━━━ Input data

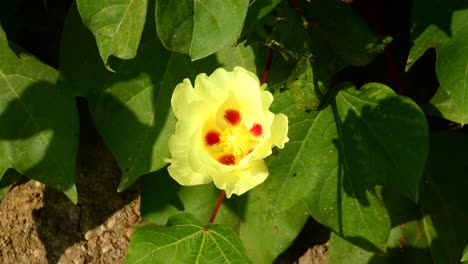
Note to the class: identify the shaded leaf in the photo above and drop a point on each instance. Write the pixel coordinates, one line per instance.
(342, 251)
(38, 123)
(117, 25)
(301, 83)
(185, 240)
(443, 196)
(465, 255)
(10, 178)
(443, 25)
(389, 135)
(264, 236)
(341, 40)
(131, 108)
(199, 28)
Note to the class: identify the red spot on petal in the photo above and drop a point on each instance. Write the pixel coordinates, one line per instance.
(212, 138)
(227, 159)
(233, 116)
(256, 130)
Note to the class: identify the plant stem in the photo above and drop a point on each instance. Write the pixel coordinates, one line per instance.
(218, 204)
(266, 70)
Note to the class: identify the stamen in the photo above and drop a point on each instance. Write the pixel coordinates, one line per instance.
(212, 138)
(227, 159)
(256, 130)
(233, 116)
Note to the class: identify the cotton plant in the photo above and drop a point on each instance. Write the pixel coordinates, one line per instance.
(224, 131)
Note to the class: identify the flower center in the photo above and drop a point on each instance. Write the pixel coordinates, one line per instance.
(235, 142)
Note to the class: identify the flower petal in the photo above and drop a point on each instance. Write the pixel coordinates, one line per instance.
(240, 181)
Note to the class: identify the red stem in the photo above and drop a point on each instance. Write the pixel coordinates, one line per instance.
(266, 70)
(218, 204)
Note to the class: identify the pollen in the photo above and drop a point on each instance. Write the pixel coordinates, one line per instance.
(233, 116)
(212, 138)
(256, 130)
(228, 159)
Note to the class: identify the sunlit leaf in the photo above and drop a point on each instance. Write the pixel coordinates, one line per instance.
(117, 25)
(185, 240)
(199, 28)
(38, 123)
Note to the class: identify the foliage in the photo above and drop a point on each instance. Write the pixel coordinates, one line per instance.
(364, 161)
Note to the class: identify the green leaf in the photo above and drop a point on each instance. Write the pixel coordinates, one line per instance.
(433, 23)
(199, 28)
(117, 25)
(185, 240)
(443, 25)
(264, 236)
(443, 196)
(341, 40)
(389, 135)
(341, 251)
(301, 83)
(38, 123)
(11, 177)
(2, 33)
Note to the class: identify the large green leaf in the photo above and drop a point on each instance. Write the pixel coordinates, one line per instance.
(185, 240)
(341, 40)
(443, 196)
(199, 28)
(443, 25)
(117, 25)
(131, 108)
(336, 156)
(264, 236)
(38, 123)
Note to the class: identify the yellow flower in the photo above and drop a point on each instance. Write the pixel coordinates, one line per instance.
(224, 131)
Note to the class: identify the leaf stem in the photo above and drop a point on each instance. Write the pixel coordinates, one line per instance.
(266, 70)
(218, 204)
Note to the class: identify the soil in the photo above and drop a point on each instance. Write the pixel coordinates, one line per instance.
(40, 225)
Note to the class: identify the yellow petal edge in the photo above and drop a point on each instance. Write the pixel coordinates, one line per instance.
(224, 131)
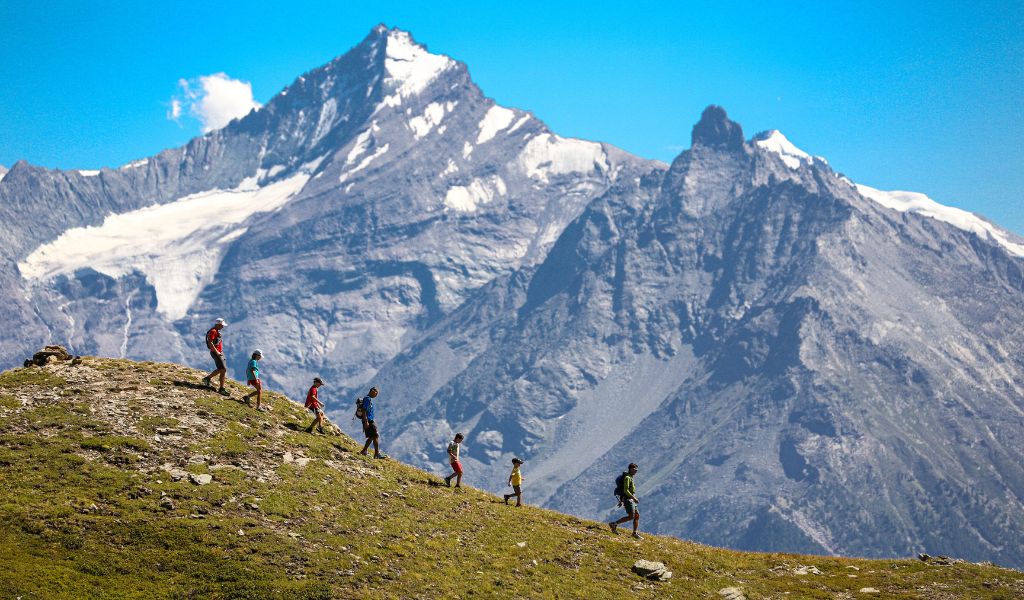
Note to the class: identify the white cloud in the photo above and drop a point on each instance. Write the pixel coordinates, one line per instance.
(175, 112)
(213, 99)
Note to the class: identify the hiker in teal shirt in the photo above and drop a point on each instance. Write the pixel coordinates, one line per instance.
(252, 378)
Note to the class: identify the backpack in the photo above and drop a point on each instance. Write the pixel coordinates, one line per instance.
(206, 338)
(620, 482)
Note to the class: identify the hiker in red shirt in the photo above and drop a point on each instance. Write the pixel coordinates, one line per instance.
(313, 403)
(215, 342)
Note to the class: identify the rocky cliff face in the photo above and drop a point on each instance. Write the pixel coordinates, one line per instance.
(793, 366)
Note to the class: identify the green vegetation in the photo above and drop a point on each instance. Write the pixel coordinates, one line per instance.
(98, 501)
(30, 377)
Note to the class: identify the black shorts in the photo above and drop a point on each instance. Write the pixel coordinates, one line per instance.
(218, 359)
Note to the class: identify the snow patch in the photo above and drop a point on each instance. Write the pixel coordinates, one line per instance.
(135, 164)
(450, 169)
(498, 118)
(479, 191)
(548, 155)
(361, 143)
(774, 141)
(925, 206)
(431, 117)
(519, 123)
(329, 116)
(410, 67)
(177, 246)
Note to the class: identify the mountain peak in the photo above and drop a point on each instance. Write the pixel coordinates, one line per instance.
(409, 66)
(716, 130)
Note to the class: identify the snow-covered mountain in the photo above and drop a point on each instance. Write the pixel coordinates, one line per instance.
(797, 361)
(359, 205)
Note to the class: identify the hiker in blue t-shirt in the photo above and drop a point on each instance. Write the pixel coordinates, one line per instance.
(366, 409)
(252, 378)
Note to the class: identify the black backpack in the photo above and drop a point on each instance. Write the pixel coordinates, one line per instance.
(620, 482)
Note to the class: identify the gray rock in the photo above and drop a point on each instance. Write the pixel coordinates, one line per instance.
(804, 569)
(651, 570)
(201, 479)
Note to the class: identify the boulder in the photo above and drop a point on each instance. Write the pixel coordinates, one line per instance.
(48, 354)
(652, 570)
(803, 569)
(202, 479)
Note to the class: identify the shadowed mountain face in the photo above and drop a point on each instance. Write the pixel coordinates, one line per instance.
(358, 206)
(793, 367)
(796, 361)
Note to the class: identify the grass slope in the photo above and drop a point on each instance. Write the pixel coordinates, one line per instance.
(89, 507)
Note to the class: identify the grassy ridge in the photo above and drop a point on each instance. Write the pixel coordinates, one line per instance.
(95, 501)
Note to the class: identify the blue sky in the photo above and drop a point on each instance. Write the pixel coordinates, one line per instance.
(927, 96)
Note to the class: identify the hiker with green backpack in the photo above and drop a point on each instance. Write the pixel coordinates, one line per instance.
(626, 493)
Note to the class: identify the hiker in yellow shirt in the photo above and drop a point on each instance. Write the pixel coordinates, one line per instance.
(515, 480)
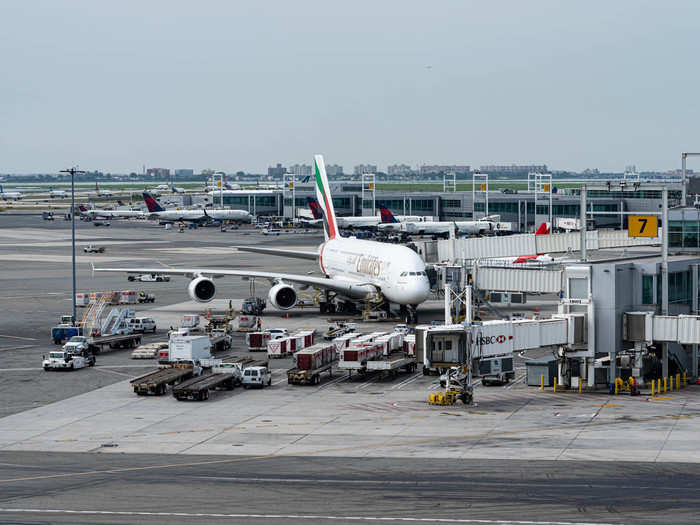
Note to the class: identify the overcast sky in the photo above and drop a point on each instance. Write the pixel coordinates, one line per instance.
(240, 85)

━━━━━━

**Directions for this task:** Without the pictures, restate each entry exactly.

**Task solution:**
Note to the class: identify the shaded leaf in the photo above and drop a point on each instance. Write the pixel coordinates, one line per instance.
(342, 251)
(38, 123)
(117, 25)
(301, 83)
(185, 240)
(443, 196)
(465, 255)
(10, 178)
(443, 25)
(389, 135)
(264, 236)
(341, 40)
(131, 108)
(199, 28)
Note to the class: identify the red spot on petal in the photo above and drop a point on each instance. Write the pixel coordinates, one line per instance.
(212, 138)
(227, 159)
(233, 116)
(256, 130)
Note to the class: identify the plant stem in the photo above and drop a point on each instance. Write the pixel coordinates, one line per instance.
(218, 204)
(266, 70)
Note to the class: identify the stamen in the photo above and drop a point on each instance. Write the pixel coordinates, one line per instance.
(212, 138)
(227, 159)
(256, 130)
(233, 116)
Note to the class: identify the cotton plant in the photo above and drop a point on each instance. Write the pixel coordinates, one line per instance.
(224, 131)
Note to the class: identify the flower center in the photo above and drop a point on each instance. Write the pixel coordinates, one line per instance.
(235, 142)
Note to the class: identify the flower petal in the photo above and drop a point on each instance. Write the pixel coordinates, one line per instance.
(240, 181)
Note to the class: identify the red stem in the photo above and drop a point on each instance. Write the pixel coordinates, one line per instance.
(266, 70)
(218, 204)
Note to the class: identify the pollen in the photo above and drop a point on each instance. Write the pixel coordinates, one line per instance.
(233, 116)
(212, 138)
(256, 130)
(228, 159)
Note to the class: identify the sunlit leaf in the photo above and drop a point on each instance. Write the pixel coordinates, one line per instance.
(117, 25)
(185, 240)
(199, 28)
(38, 123)
Note to the class: identify the foliage in the photo above and drop a point on each instance. Write the pixel coordinates, one line per instance.
(364, 161)
Note to the class: identify the green leaf in the photo above and drop a point on each instance. Write the pixel coordinates, one line per instance.
(433, 23)
(199, 28)
(117, 25)
(185, 240)
(443, 25)
(264, 236)
(443, 196)
(341, 40)
(389, 135)
(341, 251)
(301, 83)
(38, 123)
(11, 177)
(2, 33)
Note to the class: identify the large green leaf in the photo above and drop a point on each instance. Write the pixel coordinates, one line per instance.
(185, 240)
(341, 40)
(443, 196)
(199, 28)
(443, 25)
(117, 25)
(131, 108)
(336, 156)
(264, 236)
(38, 123)
Note to the class: identify the yellow flower in the photo above and drop a point on each instance. Write the pixel coordinates, one line per instance.
(224, 131)
Note to the class: identify the leaf stem in the photo above and drop a point on each instance. Write the pixel coordinates, one line per instance.
(266, 70)
(218, 204)
Note to the class: identify the soil in the photo above and drop a point on each instance. Write the pixel coordinates, one line per instance.
(40, 225)
Note to the class: identify the yellow petal edge in the photo above and drop a point on each instance. Write the pixel coordinates, one line per instance.
(224, 131)
Note to the class: identify the white cloud in the photo above and drop a point on each instance. Write the pixel coordinates, one line per instance.
(175, 112)
(213, 99)
Note to the class: identify the hiker in teal shirt in the photo above and drop a point on each instance. Write the pixel coordinates, one line per instance.
(252, 378)
Note to the class: identify the backpack in the photo above and drop a point on each instance. Write the pixel coordinates, one line per instance.
(206, 338)
(620, 482)
Note to the class: identify the hiker in red shirt in the photo above and drop a point on each instance. Write the pixel coordinates, one line per instance.
(313, 403)
(215, 342)
Note to the class: identify the rocky cliff face in the photo above and drop a point on each instance. Write the pixel coordinates, one line per instance.
(793, 366)
Note to the class: identify the green vegetation in the photo above and drop a point on each instance. Write the pixel coordinates, one line per instance.
(98, 501)
(30, 377)
Note to the class: identify the black shorts in the photo above and drop a point on each instance. Write the pixel coordinates, one line per instance.
(218, 359)
Note to the class: identify the snow patch in the photo above and drop a point on each instance. Write the pixel coordinates, one line per instance.
(135, 164)
(450, 169)
(498, 118)
(479, 191)
(548, 155)
(361, 143)
(774, 141)
(925, 206)
(431, 117)
(519, 123)
(329, 116)
(410, 67)
(177, 246)
Note to the class: identify the mountain peak in the photo above and drop a point on each instance. Write the pixel coordinates, one line per instance.
(409, 66)
(716, 130)
Note to the class: identify the snow-covered mountain in the photo above and drop a point on each instance. Write the pixel coordinates, one line per instance.
(797, 361)
(359, 205)
Note to the class: identify the hiker in blue t-shirt in the photo above and drop a point on each instance. Write the pixel coordinates, one line per instance.
(366, 409)
(252, 378)
Note to the class: identify the black backpack in the photo above and drop a point on each instance. Write the pixel coordinates, one line per instance.
(620, 482)
Note to the class: identify the gray rock in the photo above and drop a point on each instance. Write the pixel coordinates, one line per instance.
(804, 569)
(651, 570)
(201, 479)
Note to the class: identify the boulder in the photo above and drop a point on each instance. Write the pixel coordinates, one line per instance.
(48, 354)
(652, 570)
(803, 569)
(202, 479)
Note to the class: identify the shadowed mountain face in the photo above and drop a point on each instance. Write the pixel coordinates, one line per instance.
(358, 206)
(793, 367)
(796, 361)
Note to the class: identify the grass slope in the photo above and drop a point on each instance. Write the pixel coordinates, one line per instance.
(89, 507)
Note to the class: identify the grassy ridge in the photo above and drop a point on each instance. Write the pixel coordinates, one line per instance.
(95, 501)
Note to the class: identify the blue sky in the photo above and drop a point on each instance. Write the pixel coordinates, one line per instance.
(927, 96)
Note to the class: identify the hiker with green backpack in the photo above and drop a point on each instance. Write the pixel coordinates, one line per instance.
(626, 493)
Note to the class: identify the hiker in yellow shirt in the photo above and drop a point on each instance. Write the pixel coordinates, one line per instance.
(515, 480)
Note to the class: identify the overcast sky in the photo above and drop a point on each instance. Write the pixel coordinates, one line per instance.
(240, 85)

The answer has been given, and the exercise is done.